---------- Input for this task

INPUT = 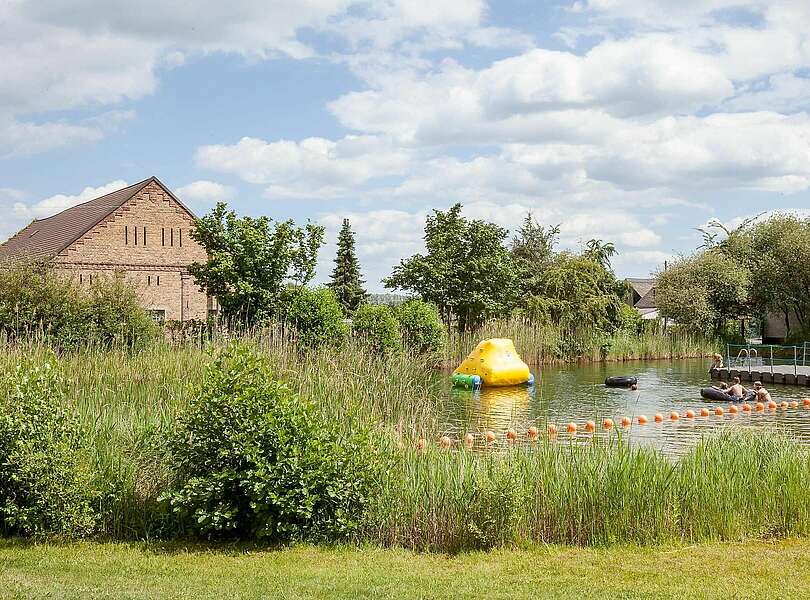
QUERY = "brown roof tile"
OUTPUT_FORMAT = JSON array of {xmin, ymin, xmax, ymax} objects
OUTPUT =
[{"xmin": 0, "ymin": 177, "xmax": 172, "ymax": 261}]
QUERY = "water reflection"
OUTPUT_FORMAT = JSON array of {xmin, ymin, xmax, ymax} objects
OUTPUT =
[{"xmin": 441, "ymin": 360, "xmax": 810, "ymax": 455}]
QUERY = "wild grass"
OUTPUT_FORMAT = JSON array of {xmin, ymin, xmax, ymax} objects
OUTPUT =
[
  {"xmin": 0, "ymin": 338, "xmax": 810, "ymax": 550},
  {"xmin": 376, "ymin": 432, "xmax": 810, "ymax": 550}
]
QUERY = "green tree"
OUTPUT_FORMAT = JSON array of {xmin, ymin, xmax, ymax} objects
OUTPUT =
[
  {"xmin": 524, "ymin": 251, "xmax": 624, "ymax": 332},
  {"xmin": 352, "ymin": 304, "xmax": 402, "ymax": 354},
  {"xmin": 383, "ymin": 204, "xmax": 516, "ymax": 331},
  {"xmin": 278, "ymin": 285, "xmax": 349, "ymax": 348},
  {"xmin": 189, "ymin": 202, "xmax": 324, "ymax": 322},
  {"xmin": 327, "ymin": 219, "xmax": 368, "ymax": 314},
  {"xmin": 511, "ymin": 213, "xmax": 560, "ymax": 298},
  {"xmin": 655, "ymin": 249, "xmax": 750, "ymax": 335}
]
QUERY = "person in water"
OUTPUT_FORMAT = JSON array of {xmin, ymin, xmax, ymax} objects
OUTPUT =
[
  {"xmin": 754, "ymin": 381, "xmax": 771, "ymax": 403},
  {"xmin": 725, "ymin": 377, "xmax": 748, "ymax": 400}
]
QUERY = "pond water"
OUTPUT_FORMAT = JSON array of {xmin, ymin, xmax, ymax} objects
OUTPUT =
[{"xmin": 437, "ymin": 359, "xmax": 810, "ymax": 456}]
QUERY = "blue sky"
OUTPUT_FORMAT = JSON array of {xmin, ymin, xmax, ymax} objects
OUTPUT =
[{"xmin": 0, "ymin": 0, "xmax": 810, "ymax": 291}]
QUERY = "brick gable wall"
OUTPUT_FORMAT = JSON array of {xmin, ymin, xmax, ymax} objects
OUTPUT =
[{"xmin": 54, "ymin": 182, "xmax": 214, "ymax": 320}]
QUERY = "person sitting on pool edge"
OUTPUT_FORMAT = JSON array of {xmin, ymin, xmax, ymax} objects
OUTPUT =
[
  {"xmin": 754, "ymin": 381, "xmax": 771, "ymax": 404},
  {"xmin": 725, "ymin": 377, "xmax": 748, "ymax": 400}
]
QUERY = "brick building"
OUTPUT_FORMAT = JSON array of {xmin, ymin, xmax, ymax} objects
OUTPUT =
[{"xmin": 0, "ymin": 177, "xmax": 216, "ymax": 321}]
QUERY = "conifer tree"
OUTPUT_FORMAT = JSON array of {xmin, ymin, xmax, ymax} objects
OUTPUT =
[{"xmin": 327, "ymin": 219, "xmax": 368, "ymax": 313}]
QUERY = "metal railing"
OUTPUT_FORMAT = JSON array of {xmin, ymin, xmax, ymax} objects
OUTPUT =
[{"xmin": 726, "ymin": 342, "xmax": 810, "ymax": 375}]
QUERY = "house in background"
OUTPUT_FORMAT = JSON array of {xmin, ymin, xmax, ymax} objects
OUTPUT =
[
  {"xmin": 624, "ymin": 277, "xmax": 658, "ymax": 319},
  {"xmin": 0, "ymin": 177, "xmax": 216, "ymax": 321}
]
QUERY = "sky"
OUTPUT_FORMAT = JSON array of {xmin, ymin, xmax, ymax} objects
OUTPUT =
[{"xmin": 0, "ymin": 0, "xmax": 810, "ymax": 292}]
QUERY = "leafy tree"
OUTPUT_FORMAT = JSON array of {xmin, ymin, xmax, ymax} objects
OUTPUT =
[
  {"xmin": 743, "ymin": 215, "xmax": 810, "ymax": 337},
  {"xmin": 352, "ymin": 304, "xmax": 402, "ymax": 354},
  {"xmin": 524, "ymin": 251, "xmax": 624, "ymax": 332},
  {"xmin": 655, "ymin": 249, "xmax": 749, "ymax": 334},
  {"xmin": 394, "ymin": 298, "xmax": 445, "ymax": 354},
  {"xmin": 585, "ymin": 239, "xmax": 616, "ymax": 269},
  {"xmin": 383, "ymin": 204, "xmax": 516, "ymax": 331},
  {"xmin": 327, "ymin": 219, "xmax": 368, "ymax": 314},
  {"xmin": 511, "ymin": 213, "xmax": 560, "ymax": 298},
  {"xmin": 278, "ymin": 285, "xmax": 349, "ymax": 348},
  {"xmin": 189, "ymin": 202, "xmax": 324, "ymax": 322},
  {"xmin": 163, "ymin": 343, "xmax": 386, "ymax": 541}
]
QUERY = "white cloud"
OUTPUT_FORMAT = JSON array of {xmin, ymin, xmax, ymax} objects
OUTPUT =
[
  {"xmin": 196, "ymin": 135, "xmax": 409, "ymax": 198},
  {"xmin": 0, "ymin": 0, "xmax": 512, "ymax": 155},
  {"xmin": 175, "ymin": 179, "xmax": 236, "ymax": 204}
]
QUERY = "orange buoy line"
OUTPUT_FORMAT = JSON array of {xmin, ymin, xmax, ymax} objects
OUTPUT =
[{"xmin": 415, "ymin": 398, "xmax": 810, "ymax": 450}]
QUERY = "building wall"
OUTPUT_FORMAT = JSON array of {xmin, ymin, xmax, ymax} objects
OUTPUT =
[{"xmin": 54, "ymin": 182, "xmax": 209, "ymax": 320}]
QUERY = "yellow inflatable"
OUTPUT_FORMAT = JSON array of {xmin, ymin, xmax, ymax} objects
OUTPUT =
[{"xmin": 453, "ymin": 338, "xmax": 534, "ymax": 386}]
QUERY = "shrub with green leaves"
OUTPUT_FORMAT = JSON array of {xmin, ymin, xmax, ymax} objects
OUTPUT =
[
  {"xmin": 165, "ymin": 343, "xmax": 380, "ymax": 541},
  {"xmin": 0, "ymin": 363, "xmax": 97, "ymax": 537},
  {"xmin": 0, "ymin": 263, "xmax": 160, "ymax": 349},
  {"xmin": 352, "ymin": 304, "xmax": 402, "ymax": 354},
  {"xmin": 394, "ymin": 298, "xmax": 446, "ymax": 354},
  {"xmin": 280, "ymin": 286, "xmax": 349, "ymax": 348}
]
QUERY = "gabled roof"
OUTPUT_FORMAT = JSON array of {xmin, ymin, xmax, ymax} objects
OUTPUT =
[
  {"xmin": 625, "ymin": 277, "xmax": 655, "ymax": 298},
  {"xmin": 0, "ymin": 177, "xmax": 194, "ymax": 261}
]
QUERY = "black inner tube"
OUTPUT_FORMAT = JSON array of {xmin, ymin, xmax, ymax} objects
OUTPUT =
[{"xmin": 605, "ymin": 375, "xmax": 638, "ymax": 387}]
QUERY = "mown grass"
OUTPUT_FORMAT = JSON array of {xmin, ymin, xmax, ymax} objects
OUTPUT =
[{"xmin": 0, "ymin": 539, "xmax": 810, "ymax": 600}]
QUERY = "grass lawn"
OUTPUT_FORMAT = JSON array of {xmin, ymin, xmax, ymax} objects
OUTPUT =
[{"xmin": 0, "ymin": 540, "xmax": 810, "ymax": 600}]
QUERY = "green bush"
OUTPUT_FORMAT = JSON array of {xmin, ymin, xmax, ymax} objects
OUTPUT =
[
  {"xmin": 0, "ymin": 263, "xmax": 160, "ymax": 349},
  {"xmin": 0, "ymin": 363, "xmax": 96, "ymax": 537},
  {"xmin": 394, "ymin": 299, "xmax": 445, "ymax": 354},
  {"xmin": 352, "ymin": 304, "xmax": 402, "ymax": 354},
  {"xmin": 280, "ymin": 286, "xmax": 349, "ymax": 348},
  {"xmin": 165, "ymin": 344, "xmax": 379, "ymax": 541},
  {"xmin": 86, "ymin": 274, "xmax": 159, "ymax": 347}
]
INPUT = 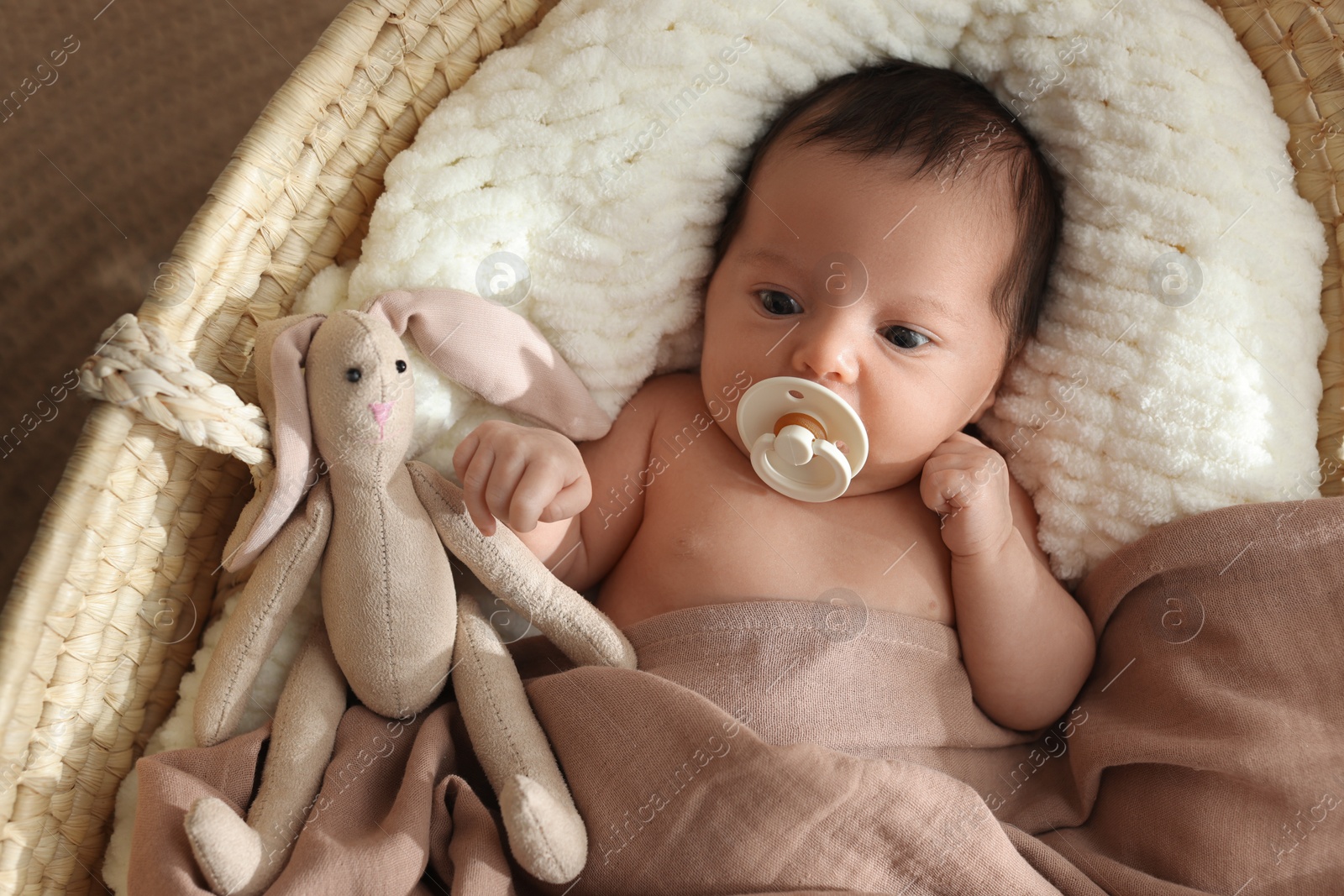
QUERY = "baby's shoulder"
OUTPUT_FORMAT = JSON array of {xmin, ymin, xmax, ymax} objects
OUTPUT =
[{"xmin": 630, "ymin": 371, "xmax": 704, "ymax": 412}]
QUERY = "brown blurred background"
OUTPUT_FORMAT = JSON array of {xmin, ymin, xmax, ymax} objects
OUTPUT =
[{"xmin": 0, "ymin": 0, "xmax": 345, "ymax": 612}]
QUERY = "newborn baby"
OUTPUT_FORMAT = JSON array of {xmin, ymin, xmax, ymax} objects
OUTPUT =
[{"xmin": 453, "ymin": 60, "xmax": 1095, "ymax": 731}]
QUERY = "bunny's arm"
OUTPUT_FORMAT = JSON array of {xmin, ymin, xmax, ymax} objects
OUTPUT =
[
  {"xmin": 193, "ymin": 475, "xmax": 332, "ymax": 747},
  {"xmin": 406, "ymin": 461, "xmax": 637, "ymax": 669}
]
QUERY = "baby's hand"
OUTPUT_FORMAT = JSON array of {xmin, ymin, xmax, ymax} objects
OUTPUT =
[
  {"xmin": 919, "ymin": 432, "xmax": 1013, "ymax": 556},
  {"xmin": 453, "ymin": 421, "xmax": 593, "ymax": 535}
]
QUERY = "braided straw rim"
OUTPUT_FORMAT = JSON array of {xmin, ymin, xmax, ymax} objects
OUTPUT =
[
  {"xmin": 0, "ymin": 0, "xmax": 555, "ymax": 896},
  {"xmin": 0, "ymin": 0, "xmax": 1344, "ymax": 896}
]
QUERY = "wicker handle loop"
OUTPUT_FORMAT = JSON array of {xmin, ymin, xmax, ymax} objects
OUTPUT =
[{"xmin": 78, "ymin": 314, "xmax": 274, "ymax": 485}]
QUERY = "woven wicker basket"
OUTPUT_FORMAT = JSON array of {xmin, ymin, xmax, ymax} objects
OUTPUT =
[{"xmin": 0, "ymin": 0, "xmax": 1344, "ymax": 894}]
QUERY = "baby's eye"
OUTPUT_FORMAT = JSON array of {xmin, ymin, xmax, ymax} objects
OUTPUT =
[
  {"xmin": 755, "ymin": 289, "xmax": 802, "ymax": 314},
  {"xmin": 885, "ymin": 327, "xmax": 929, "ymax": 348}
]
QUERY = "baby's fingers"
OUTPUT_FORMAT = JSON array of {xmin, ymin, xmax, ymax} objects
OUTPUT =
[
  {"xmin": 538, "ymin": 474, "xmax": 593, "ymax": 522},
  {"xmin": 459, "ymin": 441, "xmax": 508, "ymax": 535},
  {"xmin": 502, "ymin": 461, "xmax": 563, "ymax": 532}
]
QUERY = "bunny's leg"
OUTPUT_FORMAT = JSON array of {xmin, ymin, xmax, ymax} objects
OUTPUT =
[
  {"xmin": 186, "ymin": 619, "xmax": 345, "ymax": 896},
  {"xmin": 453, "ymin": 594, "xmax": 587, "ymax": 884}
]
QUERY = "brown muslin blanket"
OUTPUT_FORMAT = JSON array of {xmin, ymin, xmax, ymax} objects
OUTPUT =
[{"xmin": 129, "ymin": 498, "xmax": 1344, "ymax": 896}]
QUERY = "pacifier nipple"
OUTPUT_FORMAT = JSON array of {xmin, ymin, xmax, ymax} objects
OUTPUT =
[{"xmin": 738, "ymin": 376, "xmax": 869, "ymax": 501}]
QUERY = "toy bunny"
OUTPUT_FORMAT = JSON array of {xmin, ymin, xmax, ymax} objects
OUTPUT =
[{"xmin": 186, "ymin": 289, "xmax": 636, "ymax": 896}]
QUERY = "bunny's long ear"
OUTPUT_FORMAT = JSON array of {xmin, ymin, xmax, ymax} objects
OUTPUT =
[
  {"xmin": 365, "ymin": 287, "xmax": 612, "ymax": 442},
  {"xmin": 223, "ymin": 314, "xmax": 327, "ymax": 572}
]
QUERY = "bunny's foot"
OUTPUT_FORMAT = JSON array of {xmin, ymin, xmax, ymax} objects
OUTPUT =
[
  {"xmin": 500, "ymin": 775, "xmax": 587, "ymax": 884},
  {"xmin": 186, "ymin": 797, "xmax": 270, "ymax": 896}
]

--------------------

Instruction:
Pick out every line above that contains the word "background", and copy each one in full.

Solved exercise:
QUERY = "house in background"
QUERY = "brown blurred background"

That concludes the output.